> _Task objective_
Copy out every line of the material below word for word, keeping each line unchanged.
--- BEGIN Records provided ---
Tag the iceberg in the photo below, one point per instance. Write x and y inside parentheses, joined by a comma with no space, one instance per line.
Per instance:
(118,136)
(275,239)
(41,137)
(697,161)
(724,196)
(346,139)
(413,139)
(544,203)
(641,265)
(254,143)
--- END Records provided ---
> _Solution to this problem_
Tag the iceberg in the photo below, one point per instance. Write x and y inside parentheses, joined by a comma with no space, one instance per line.
Per instance:
(118,136)
(275,239)
(41,137)
(697,161)
(724,196)
(346,139)
(413,139)
(544,203)
(641,265)
(254,143)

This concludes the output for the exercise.